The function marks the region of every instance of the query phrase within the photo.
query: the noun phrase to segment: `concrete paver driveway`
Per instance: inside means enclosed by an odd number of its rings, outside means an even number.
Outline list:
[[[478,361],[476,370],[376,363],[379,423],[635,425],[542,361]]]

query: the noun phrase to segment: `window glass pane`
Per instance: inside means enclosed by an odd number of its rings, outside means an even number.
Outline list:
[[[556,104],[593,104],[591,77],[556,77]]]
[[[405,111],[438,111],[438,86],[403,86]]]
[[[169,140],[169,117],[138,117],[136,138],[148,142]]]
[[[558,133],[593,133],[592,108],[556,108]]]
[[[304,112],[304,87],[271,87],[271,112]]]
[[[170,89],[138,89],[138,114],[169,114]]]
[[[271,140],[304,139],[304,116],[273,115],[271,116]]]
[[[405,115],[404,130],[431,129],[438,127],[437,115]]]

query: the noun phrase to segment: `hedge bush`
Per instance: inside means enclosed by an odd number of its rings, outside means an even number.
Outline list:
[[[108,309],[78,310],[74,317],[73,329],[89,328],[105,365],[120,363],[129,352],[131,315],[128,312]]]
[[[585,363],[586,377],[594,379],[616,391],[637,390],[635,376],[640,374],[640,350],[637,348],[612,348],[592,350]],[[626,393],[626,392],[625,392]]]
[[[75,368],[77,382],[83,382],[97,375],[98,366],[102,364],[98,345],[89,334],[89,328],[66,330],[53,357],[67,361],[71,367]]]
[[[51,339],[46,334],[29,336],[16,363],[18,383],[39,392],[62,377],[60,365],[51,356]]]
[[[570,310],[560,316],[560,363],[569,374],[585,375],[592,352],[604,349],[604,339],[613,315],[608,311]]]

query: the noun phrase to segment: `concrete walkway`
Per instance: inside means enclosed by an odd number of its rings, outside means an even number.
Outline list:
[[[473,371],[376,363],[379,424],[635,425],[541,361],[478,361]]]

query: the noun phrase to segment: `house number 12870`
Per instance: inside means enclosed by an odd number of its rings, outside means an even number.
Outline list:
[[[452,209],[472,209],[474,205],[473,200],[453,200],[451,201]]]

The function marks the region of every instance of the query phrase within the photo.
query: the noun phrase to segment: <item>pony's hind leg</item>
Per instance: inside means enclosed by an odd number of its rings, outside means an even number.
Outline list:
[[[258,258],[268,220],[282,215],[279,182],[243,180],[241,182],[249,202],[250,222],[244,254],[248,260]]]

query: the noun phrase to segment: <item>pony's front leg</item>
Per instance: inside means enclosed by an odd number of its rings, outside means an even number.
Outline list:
━━━━━━━━━━
### Stated problem
Rewrite the whole listing above, putting "search term" wherever "noun phrase" appears and changing nothing else.

### Worked solution
The function marks the region of every instance of the query phrase within the photo.
query: the search term to segment: `concrete paver driveway`
Per instance: inside means enclosed by an odd number of its rings, outside means an even number.
Outline list:
[[[478,361],[476,370],[376,363],[379,423],[635,425],[542,361]]]

query: the search term to segment: `window glass pane`
Per instance: inside means enclosed by an odd number of its rings, outside means an even number.
Outline list:
[[[556,104],[593,104],[591,77],[556,77]]]
[[[405,111],[438,111],[438,86],[403,86]]]
[[[169,140],[169,117],[138,117],[136,138],[148,142]]]
[[[558,133],[593,133],[592,108],[556,108]]]
[[[304,112],[304,87],[271,87],[271,112]]]
[[[170,89],[138,89],[138,114],[169,114]]]
[[[271,140],[304,139],[304,116],[273,115],[271,116]]]
[[[405,115],[404,130],[431,129],[438,127],[437,115]]]

query: the search term to segment: `hedge bush`
Per instance: inside means enclosed by an odd number of its rings, outside means an even number.
Outline list:
[[[108,309],[78,310],[74,317],[73,329],[89,328],[105,365],[120,363],[129,352],[131,315],[128,312]]]
[[[585,363],[586,377],[594,379],[616,391],[637,390],[635,376],[640,374],[640,350],[637,348],[612,348],[592,350]],[[626,393],[626,392],[625,392]]]
[[[75,368],[77,382],[83,382],[97,375],[98,366],[102,364],[98,345],[89,334],[89,328],[66,330],[53,357],[67,361],[71,367]]]
[[[51,339],[46,334],[29,336],[16,363],[18,383],[39,392],[62,377],[60,365],[51,356]]]
[[[570,310],[560,316],[560,363],[569,374],[585,375],[592,352],[604,349],[604,339],[613,315],[608,311]]]

query: the search term to segment: `concrete walkway`
Per instance: inside means enclosed by an odd number of its rings, outside means an even number.
Outline list:
[[[473,371],[376,363],[379,424],[635,425],[541,361],[478,361]]]

query: the search term to segment: `house number 12870`
Per instance: inside means enclosed by an odd number of its rings, outside means an even number.
Outline list:
[[[452,209],[472,209],[474,205],[473,200],[453,200],[451,201]]]

The function marks the region of every instance of the query phrase within the photo.
query: the search term to segment: <item>pony's hind leg</item>
Per instance: inside means enclosed by an odd number of its rings, outside means an even number.
Outline list:
[[[258,258],[268,220],[282,215],[279,182],[243,180],[241,182],[249,202],[250,222],[244,254],[248,260]]]

query: the search term to segment: <item>pony's front leg</item>
Per instance: inside means enclosed by an odd number of its rings, outside means an even number.
Outline list:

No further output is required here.